Set problem: Rewrite the lines of every record below, changing "innermost point" to "center point" and leaving everything else as it is. Leave the pictures out of your answer.

Task material:
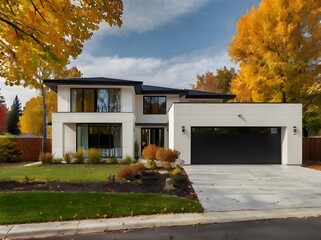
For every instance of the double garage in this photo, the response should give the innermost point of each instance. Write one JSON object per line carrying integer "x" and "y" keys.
{"x": 236, "y": 145}
{"x": 227, "y": 133}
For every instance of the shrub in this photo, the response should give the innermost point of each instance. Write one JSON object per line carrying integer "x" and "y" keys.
{"x": 68, "y": 157}
{"x": 9, "y": 150}
{"x": 94, "y": 155}
{"x": 167, "y": 155}
{"x": 167, "y": 166}
{"x": 112, "y": 160}
{"x": 151, "y": 164}
{"x": 131, "y": 172}
{"x": 136, "y": 150}
{"x": 176, "y": 172}
{"x": 57, "y": 160}
{"x": 46, "y": 158}
{"x": 149, "y": 152}
{"x": 79, "y": 156}
{"x": 127, "y": 160}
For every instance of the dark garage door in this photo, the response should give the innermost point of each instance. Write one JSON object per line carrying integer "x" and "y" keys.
{"x": 236, "y": 145}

Response to the exercise:
For every instance of the double garage in this photo, the response should give the center point of each instance. Write one JSON object per line carrying integer "x" and "y" keys.
{"x": 236, "y": 145}
{"x": 227, "y": 133}
For every instance of the shrub in this photo, the response should give the center point of each instance. Write one JSON object per line carrying integer "x" and "y" keys.
{"x": 68, "y": 157}
{"x": 9, "y": 150}
{"x": 94, "y": 155}
{"x": 167, "y": 155}
{"x": 167, "y": 166}
{"x": 112, "y": 160}
{"x": 151, "y": 164}
{"x": 131, "y": 172}
{"x": 136, "y": 150}
{"x": 176, "y": 172}
{"x": 57, "y": 160}
{"x": 46, "y": 158}
{"x": 149, "y": 152}
{"x": 79, "y": 156}
{"x": 127, "y": 160}
For every instance of the dark garage door in this photo, the response should give the center point of each instance. Write one JSON object per line carrying integer "x" and "y" keys.
{"x": 236, "y": 145}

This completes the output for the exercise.